TASK TO COMPLETE:
Output each entry verbatim and exclude every picture from it.

INFORMATION SUPPLIED:
--- --- ---
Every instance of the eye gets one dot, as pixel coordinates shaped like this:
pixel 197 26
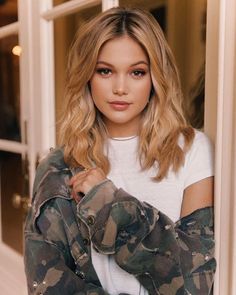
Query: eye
pixel 138 73
pixel 103 71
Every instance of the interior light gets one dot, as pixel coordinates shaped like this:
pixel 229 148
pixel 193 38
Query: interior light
pixel 16 50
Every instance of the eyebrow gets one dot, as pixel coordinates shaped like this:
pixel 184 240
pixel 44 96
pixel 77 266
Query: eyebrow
pixel 132 65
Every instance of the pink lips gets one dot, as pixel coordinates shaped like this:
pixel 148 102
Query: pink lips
pixel 119 105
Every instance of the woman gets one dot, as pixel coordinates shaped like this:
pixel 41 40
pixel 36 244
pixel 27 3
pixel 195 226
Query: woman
pixel 125 207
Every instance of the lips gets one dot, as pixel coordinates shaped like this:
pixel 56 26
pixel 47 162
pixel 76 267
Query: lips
pixel 119 105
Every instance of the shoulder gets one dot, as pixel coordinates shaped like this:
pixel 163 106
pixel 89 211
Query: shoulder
pixel 201 146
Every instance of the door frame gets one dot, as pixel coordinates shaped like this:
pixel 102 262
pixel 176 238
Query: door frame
pixel 37 90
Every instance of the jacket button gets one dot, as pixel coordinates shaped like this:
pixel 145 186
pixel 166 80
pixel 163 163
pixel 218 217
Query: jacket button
pixel 90 220
pixel 86 242
pixel 81 275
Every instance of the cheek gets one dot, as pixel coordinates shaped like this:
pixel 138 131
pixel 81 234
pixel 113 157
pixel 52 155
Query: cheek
pixel 98 88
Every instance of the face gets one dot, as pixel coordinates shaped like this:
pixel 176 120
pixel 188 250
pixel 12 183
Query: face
pixel 121 85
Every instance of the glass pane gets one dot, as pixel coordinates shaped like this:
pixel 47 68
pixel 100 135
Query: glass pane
pixel 184 24
pixel 65 29
pixel 8 12
pixel 12 182
pixel 9 85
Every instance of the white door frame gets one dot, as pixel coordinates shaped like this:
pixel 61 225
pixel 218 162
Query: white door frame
pixel 220 118
pixel 37 89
--- --- ---
SOLUTION BELOW:
Every instance of the eye gets one dot, as pixel coordinates shaped like this:
pixel 197 26
Query: eye
pixel 138 73
pixel 103 71
Every instance of the interior light gets one dot, as pixel coordinates shaped like this:
pixel 229 148
pixel 193 38
Query: interior light
pixel 16 50
Every instance of the eyebrow gets one dot, as pixel coordinates shaped like this:
pixel 184 240
pixel 44 96
pixel 77 266
Query: eyebrow
pixel 132 65
Every instance of the pink lips gets one dot, as pixel coordinates shaped like this:
pixel 148 102
Query: pink lips
pixel 119 105
Every instance of the woman gets one dot, as pixel coordinates shaped like this:
pixel 41 40
pixel 36 244
pixel 27 3
pixel 195 226
Query: woman
pixel 125 207
Every instance of the lips gets one dot, as pixel coordinates shaped like this:
pixel 56 26
pixel 47 162
pixel 76 267
Query: lips
pixel 119 105
Every instance of the shoulder gets one dot, as pixel coordinates shaped like this:
pixel 163 106
pixel 89 211
Query: shoulder
pixel 201 146
Every instance of the door frame gets one dot, as pixel coordinates shaped like this:
pixel 102 262
pixel 176 238
Query: door frame
pixel 37 90
Every instance of the jacket button gets one dot, as pixel coordinates shaped like this:
pixel 145 186
pixel 166 80
pixel 163 163
pixel 218 217
Query: jacket button
pixel 90 220
pixel 86 242
pixel 81 275
Every instance of the cheek gets one dot, as pixel coordinates shaped like this:
pixel 138 131
pixel 81 234
pixel 113 157
pixel 52 155
Query: cheek
pixel 98 88
Every instance of the face gets one dot, as pixel coordinates shaped like this:
pixel 176 120
pixel 188 250
pixel 12 183
Query: face
pixel 121 85
Every instance of the glass pane gets one dot, as pixel coordinates shaped like this:
pixel 47 68
pixel 100 135
Query: glass pane
pixel 184 24
pixel 65 29
pixel 8 12
pixel 12 182
pixel 9 85
Every instance of the white door frame gets one dot, as pixel coordinates shaped like this:
pixel 61 225
pixel 218 162
Query: white door frame
pixel 220 118
pixel 37 89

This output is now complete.